## ASSIGNMENT A
In the Duke Health training descriptions below, the Equitable Search Practices workshop lists areas in which participants learn to apply beneficial strategies. List every one of them.
## ASSIGNMENT B
Extend the Duke Health training descriptions below, picking up after their final sentence.

## DOCUMENT SEGMENT
↓
Duke Health | Cultural Competence: Building Cultural Awareness, Competence, and Humility
A 20 minute online training offered through the Duke Learning Management System (LMS) designed for current and new Duke Health staff. Questions about this training should be directed to entity HR leader or Pam Bivens.
Duke Health | Human Difference: Implicit Bias, Inclusion and Belonging
A 25 minute online training offered through the Duke Learning Management System (LMS) designed for current and new Duke Health staff. Questions about this training should be directed to entity HR leader or Pam Bivens.
Duke Health | Collecting Sexual Orientation & Gender Identity for Clinical Staff or Collecting Sexual Orientation & Gender Identity for Non-Clinical Staff
A 30 minute online training offered through the Duke Learning Management System (LMS) designed for current and new Duke Health staff. Learners specify whether they are clinical or non-clinical. Questions about this training should be directed to entity HR leader or Pam Bivens.
Hiring and Supervision
Equitable Search Practices
This workshop engages with search committee members on equitable practices throughout the search process. Participants will be better equipped to proactively implement beneficial strategies pertaining to: recruiting a diverse candidate pool, assessing positive and negative biases, developing a well-rounded shortlist, including appropriate screening questions, incorporating equitable evaluation measures, and exploring best practices that are congruous with departmental and institutional priorities. The topics and techniques covered in this workshop are beneficial for those tasked with making recruitment and retention decisions.
↑
(Records from a data source)
↓
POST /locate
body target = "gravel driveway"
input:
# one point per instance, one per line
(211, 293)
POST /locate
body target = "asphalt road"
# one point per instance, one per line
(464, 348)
↑
## YOUR RESPONSE A
- Recruiting a diverse candidate pool
- Assessing positive and negative biases
- Developing a well-rounded shortlist
- Including appropriate screening questions
- Incorporating equitable evaluation measures
- Exploring best practices that are congruous with departmental and institutional priorities

## YOUR RESPONSE B
Coaching and Consultation
The Office for Institutional Equity offers coaching and consultation services to groups and individuals. Through the coaching process, participants are engaged in a series of discussions and activities that assist them in self-examination, cultivating an appreciation of various perspectives, identifying respectful behaviors, and assistance with determining personal responsibility in creating a respectful and inclusive environment in the workplace. Consultation services provide an in-depth assessment and intervention that includes interviews with management, documents and data (corrective actions, performance actions or plans) that reflect workplace climate and behaviors. Vehicles for securing information also include questionnaires, focus groups, educational sessions, and leadership development programs. The coaching model is partly built around reaching consensus of understanding, acceptance and commitment by all involved. Collaboration between the coach/facilitator and coached individual or team on strategies and resolutions are identified, in addition to teh creation of a behavioral expectations plan for the future. Examples of topics and content reviewed during the coaching and consultation process include: Racial Justice, Microaggressions, Implicit Bias, and Respect in the Workplace.